▶ **本文**
◆ ◆ ◆
(2003年10月7日の阪神-巨人戦(甲子園)。星野監督から花束を贈られ涙する原監督)
2012年6月21日発売の週刊文春で球界を揺るがす記事が載るようです。
週刊文春の記事は私も当然まだ読んでいませんが、報じられているところによると、プロ野球巨人の原辰徳監督が、2006年8月に球界関係者と名乗る男性から連絡を受け、選手時代の1988年にある女性と関係があったとする、女性の日記のコピーを見せられ「これが表にでないように金がいる」と1億円を要求したというのです。
日記には巨人のほかの選手の名前もあったということです。
自身の女性問題に絡んで元暴力団員に1億円を支払ったと報じられることが明らかになった原監督は6月20日、練習を行った川崎市のジャイアンツ球場で
「このような状況になったことに対し、ファンのみなさまに心よりおわび申し上げたい」
と、騒ぎを招いたことを謝罪しました。
そして、1億円を支払ったことは「悩み抜いての苦渋の選択だった」と、原監督は以下のようにコメントを発表しました。
巨人原辰徳監督(53)が女性問題に絡み反社会的勢力に利益供与をしたと報じる記事が、21日発売の週刊文春に掲載されることを受け20日、巨人は同監督の「ファンの皆様へ」と題したコメントを発表した。
コメント全文は以下の通り。
1988年ごろ、私はある女性と関係を持ちました。女性とはまもなく連絡を断ちましたが、それから約18年後、監督に復帰して1年目の2006年 8月、プロ野球と関係ある人物から電話があり、『あなたの女性問題に関する日記がある。公になれば球界は大変なことになる。表に出ないよう私に任せてほし い』と言われました。
ゆすられていると思い、不安を感じた一方、私を助けてくれるのだとも解釈し、要求された現金を渡しました。悩んで悩んで悩み抜いての苦渋の選択でした。私の個人マネジャーとは『これで終わりにならない時には球団に相談し、警察に届け出よう』と話し合いました。
その後、動きはありませんでしたが、2009年、別の男から球団に電話があり、『女性問題のことを書いた日記が監督の手に渡ったはずだ。それを返 してほしい』ということでした。私は球団にすべてを打ち明けました。妻にもすぐに告白しました。一番傷つけてしまうのは妻だと思ったからでした。
電話をしてきた男は逮捕され、有罪になったと聞きました。私は一連のことが明らかになった時は、誤解を招かないためにも、自分の言葉で釈明しようと考えてきました。自ら心境をつづって、けじめをつけたいと思ってきました。
私個人の不徳の致すところであり、浅はかなことをしたと思っています。たくさんの選手を指導するプロ野球の監督という立場にある人間として、深く反省しています。ファンの皆様、大変申し訳ありませんでした。
◆ ◆ ◆
▶ **出典の抜粋**
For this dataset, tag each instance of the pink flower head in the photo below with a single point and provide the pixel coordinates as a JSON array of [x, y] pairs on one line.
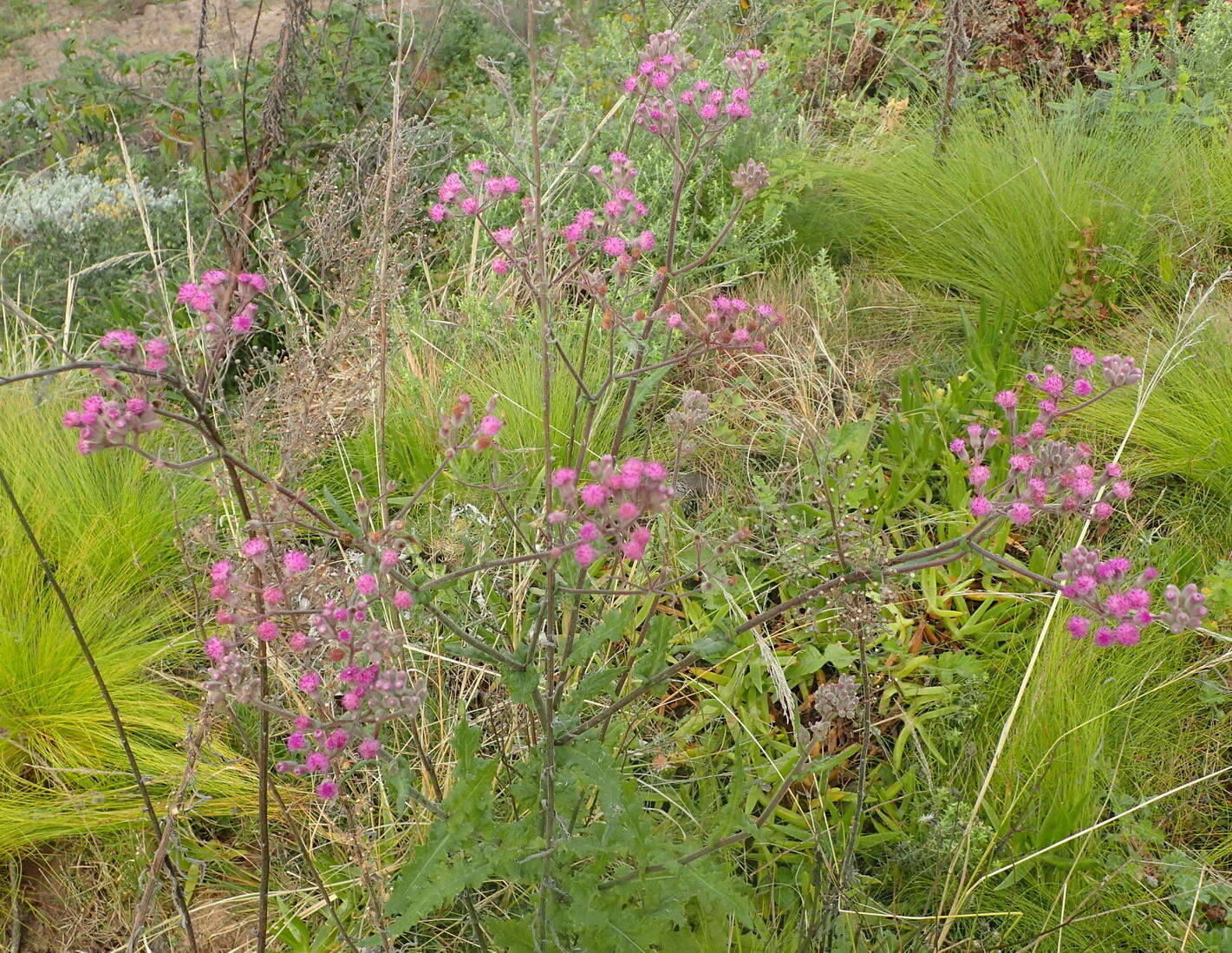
[[316, 762], [1020, 513], [1079, 626], [629, 511], [594, 494], [296, 561], [266, 630]]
◆ ◆ ◆
▶ **課題の指示**
本文に載った原監督のコメントでは、2009年に球団へ電話をかけてきた男は何を返すよう求めましたか？ このデータは本文とは別の出典から取ったものです。

▶ **練習の解答**
女性問題のことを書いた日記です。